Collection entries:
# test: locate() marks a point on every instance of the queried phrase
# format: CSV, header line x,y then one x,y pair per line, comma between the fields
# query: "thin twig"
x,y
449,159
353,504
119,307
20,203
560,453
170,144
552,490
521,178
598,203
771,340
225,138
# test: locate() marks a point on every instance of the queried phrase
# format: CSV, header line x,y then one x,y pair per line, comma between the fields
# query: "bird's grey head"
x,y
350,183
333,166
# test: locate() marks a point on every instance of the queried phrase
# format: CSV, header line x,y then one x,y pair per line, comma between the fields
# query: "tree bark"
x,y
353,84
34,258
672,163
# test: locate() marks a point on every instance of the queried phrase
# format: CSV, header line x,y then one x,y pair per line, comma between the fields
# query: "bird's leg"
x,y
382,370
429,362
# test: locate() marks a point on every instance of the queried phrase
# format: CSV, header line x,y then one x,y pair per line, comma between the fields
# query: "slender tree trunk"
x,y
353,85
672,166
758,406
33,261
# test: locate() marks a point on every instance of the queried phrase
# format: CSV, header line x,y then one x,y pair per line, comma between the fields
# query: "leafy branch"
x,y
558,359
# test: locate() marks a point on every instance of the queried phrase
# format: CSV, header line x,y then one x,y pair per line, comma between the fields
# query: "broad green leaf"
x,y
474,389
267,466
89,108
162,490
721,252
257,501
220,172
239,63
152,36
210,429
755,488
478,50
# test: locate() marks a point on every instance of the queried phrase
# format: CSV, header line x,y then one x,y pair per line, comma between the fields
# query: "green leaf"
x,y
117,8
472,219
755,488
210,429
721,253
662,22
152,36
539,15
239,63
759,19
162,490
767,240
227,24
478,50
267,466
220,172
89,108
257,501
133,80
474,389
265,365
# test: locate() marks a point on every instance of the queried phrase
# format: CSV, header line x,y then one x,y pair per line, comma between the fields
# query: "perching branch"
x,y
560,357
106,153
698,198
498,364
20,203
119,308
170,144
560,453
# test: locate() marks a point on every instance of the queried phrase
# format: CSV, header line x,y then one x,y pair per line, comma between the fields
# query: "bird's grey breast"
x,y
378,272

> **AIM OF THE TASK**: Retype every entry above, word for word.

> **OUTPUT OF THE TASK**:
# test: locate() marks a point on every instance of the queried phrase
# format: CSV, header line x,y then one x,y pair per line, comma between the fields
# query: "thin twig"
x,y
449,159
353,504
119,307
20,203
560,453
170,144
552,490
521,178
598,203
771,340
225,138
# test: locate() marks a point on every instance of the queried phrase
# format: CSV, header line x,y then one x,y pair per line, comma between the fields
# query: "bird's grey head"
x,y
350,183
333,166
# test: locate() marks a point on every instance of the queried phrase
# format: CSV, header line x,y then one x,y pair per line, comma between the fields
# query: "tree bark"
x,y
353,84
34,258
672,163
# test: locate() marks a point on every instance of the queried phrase
# format: CSV, header line x,y then one x,y pair per line, comma between the fields
# query: "bird's leg"
x,y
382,370
429,362
# test: locate() marks a point on every instance of the queried phrase
# format: CSV, header line x,y then one x,y pair per line, comma between the fields
# query: "slender tree trunk"
x,y
353,85
672,166
758,406
33,261
# test: locate() marks a point on every instance of the queried phrase
# format: CSV, header line x,y then one x,y pair per line, comma between the fields
# query: "leafy branch"
x,y
558,359
# test: locate() marks a point on every instance of the queried phrase
# format: CSV, header line x,y then one x,y pair per line, comma between the fields
# query: "broad green leaf"
x,y
474,389
267,466
89,108
162,490
721,252
257,501
220,172
239,63
152,36
210,429
755,488
478,50
# test: locate() marks a point on every instance of the queried phrase
# format: CSV, header line x,y then one x,y pair per line, comma between the fields
# query: "green leaf"
x,y
117,8
472,219
755,488
210,429
721,253
662,22
152,36
539,15
239,63
759,19
162,490
767,240
227,24
478,50
267,466
220,172
89,108
257,501
133,80
474,389
265,365
# test: locate() marks a point on every instance of the queried phrase
# format: CSV, header line x,y then one x,y pair per line, comma between the fields
# query: "perching branch"
x,y
560,357
106,153
698,198
498,364
20,203
119,308
170,144
560,453
# test: locate() marks a point on every instance of the queried phrase
# format: CSV, header line x,y then one x,y pair per line, comma between the fields
# query: "bird's grey breast"
x,y
378,272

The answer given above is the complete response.